*GIVEN INSTRUCTION:* Gather every line in the listing below that contains the word "dugout", and copy each one unchanged.
** START **
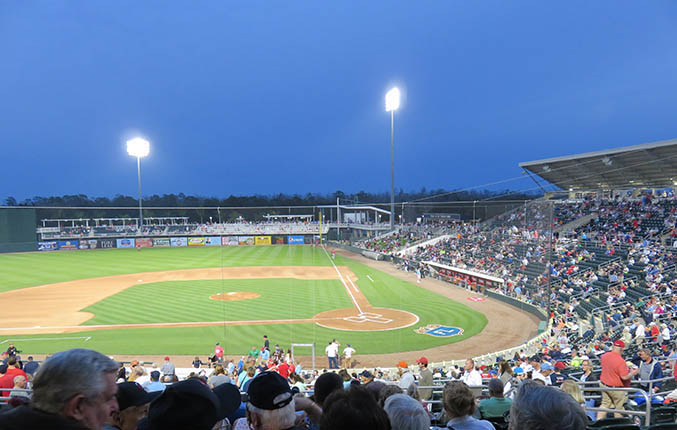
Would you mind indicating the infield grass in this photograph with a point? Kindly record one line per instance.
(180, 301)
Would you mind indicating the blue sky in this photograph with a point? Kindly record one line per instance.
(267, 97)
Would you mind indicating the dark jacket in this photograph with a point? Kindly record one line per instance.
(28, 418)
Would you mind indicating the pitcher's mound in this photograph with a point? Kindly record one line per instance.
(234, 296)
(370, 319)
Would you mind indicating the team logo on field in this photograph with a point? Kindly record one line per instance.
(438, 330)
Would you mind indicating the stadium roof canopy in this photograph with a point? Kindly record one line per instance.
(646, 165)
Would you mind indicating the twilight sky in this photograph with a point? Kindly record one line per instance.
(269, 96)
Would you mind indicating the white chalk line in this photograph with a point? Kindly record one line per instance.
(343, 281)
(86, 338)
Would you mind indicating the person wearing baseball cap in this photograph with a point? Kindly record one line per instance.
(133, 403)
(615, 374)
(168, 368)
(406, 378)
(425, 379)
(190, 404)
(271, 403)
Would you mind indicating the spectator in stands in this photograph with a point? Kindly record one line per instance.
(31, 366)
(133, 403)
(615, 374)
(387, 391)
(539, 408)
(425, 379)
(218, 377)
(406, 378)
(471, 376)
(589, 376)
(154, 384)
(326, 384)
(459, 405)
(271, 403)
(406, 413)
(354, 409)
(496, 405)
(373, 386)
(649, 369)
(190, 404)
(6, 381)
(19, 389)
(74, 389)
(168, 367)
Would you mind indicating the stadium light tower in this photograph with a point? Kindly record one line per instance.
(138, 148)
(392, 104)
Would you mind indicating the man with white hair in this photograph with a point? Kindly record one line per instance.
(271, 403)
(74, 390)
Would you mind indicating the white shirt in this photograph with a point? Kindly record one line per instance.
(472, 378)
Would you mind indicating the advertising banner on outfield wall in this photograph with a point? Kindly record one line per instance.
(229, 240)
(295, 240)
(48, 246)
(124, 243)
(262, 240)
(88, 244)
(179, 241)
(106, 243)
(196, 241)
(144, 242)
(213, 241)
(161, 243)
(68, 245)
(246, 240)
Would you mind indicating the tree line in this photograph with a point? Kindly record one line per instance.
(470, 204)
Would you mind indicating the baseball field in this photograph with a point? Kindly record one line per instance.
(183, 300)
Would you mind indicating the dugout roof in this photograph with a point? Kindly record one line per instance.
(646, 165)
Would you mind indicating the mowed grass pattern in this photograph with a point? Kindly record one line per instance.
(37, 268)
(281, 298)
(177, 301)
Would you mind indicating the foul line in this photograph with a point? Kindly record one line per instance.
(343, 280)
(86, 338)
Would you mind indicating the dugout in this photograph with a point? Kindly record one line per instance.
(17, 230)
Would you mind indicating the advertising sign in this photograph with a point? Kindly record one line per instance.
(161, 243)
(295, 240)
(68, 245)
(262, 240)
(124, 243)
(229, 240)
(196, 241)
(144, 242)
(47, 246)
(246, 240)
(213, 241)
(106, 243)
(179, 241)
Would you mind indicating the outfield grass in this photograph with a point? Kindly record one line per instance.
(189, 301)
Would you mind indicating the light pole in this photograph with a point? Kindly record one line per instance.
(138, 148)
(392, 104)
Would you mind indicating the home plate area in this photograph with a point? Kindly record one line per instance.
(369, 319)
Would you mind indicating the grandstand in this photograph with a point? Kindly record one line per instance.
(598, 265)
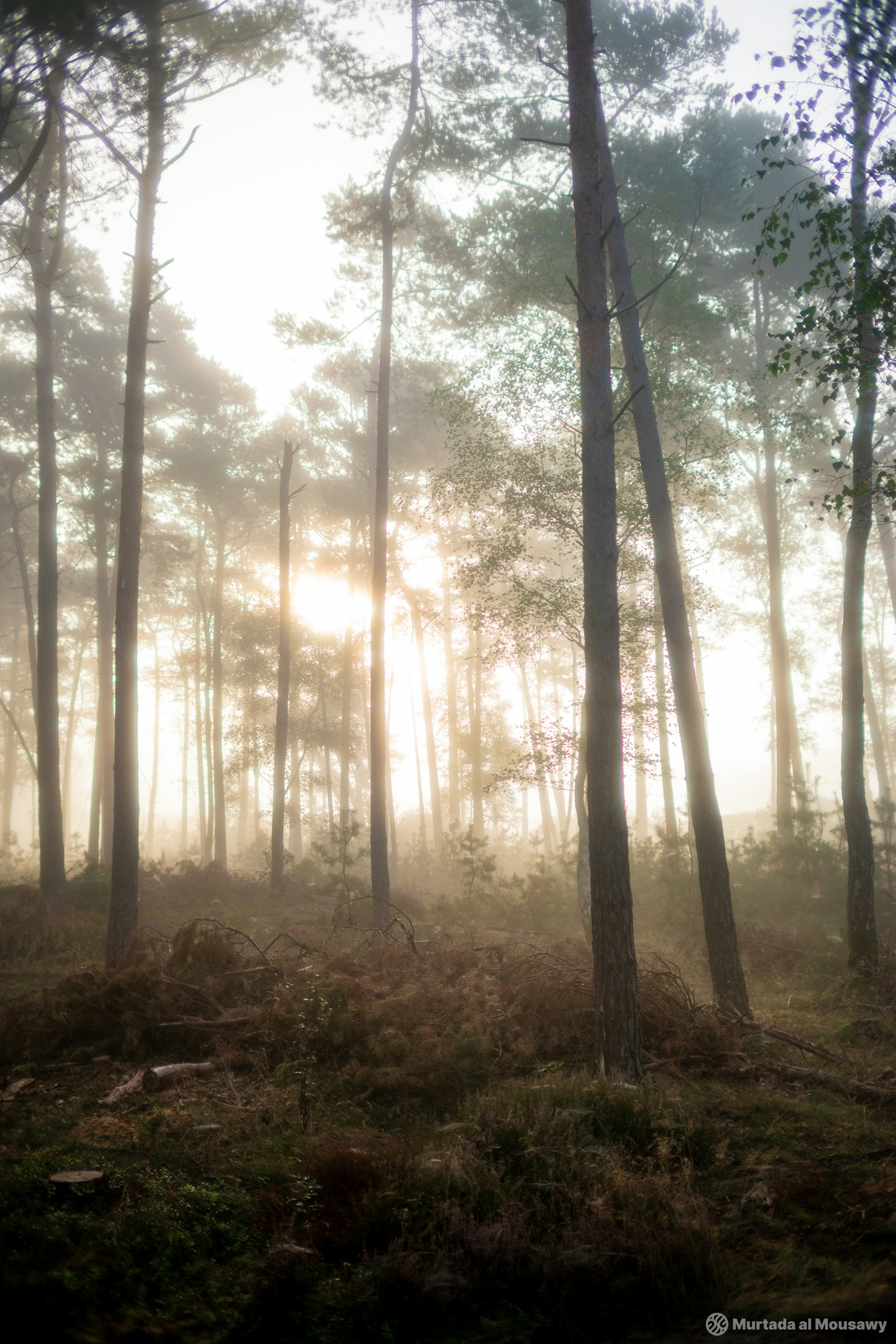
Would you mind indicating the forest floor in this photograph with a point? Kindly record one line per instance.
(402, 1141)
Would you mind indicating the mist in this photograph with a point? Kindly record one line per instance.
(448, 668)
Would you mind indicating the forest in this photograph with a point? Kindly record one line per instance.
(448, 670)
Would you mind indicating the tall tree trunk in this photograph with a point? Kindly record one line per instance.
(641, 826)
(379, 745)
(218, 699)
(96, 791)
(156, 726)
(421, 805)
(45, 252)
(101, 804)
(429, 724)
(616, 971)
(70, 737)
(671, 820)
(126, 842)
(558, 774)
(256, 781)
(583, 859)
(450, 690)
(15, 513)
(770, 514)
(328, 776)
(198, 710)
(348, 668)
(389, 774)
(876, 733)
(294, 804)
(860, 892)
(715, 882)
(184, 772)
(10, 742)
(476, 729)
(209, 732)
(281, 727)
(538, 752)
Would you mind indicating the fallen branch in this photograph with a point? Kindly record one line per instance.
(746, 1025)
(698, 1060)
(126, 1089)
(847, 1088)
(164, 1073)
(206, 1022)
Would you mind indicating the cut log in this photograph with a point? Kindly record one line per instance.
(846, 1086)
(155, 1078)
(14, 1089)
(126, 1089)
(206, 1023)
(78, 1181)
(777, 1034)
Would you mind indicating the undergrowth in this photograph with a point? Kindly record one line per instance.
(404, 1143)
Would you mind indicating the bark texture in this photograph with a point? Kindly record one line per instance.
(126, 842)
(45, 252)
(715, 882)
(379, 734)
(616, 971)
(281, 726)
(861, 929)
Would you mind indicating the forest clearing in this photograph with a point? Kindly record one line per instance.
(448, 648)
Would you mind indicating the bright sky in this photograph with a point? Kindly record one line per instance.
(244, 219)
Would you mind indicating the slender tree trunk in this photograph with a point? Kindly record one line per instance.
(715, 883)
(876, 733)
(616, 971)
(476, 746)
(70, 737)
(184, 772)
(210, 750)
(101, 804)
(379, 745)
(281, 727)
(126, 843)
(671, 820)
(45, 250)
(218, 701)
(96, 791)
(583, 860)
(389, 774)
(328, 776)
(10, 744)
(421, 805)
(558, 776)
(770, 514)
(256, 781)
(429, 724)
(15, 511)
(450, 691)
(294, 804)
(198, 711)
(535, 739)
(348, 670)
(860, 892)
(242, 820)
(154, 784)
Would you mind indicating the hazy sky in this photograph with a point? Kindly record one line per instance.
** END **
** START **
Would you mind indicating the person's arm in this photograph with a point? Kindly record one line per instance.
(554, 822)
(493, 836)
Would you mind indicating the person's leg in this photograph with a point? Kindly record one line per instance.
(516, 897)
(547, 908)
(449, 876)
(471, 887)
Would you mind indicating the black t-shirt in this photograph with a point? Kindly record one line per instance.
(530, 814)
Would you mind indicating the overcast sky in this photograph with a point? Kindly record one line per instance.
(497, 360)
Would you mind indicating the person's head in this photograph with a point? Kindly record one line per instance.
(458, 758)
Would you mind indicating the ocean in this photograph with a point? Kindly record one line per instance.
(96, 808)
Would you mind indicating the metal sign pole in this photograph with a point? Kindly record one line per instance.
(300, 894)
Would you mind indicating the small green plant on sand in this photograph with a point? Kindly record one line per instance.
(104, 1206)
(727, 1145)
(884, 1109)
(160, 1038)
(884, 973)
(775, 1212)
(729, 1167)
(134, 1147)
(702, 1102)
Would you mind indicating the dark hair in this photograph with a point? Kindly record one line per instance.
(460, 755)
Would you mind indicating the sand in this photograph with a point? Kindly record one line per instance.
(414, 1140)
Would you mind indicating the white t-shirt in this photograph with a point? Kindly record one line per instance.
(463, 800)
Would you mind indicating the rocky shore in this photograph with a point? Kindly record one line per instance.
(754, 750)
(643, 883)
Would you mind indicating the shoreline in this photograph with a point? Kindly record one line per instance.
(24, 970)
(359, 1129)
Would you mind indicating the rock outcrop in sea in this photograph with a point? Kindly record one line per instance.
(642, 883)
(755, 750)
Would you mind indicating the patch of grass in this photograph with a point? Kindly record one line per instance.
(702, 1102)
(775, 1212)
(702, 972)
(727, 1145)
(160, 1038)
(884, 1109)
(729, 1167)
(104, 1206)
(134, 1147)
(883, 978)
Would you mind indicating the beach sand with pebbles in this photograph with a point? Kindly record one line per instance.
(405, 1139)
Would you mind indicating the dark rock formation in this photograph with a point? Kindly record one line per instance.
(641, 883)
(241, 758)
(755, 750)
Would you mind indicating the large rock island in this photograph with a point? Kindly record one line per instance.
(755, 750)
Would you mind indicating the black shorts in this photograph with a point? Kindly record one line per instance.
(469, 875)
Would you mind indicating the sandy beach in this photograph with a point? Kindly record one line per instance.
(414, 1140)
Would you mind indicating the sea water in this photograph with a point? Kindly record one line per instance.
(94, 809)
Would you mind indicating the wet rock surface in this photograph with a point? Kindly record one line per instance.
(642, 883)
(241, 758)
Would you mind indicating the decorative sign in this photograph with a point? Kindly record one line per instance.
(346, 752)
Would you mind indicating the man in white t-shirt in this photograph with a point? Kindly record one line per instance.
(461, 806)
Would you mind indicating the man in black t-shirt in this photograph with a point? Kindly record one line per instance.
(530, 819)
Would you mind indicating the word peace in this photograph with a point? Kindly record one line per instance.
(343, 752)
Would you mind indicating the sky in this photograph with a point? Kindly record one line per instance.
** END **
*RESPONSE FOR THIS EXERCISE:*
Would you mind indicating the dugout roof in this photograph with a point? Kindly record one line per instance.
Would you mind indicating the dugout in this photograph with a point? Kindly record one line per instance.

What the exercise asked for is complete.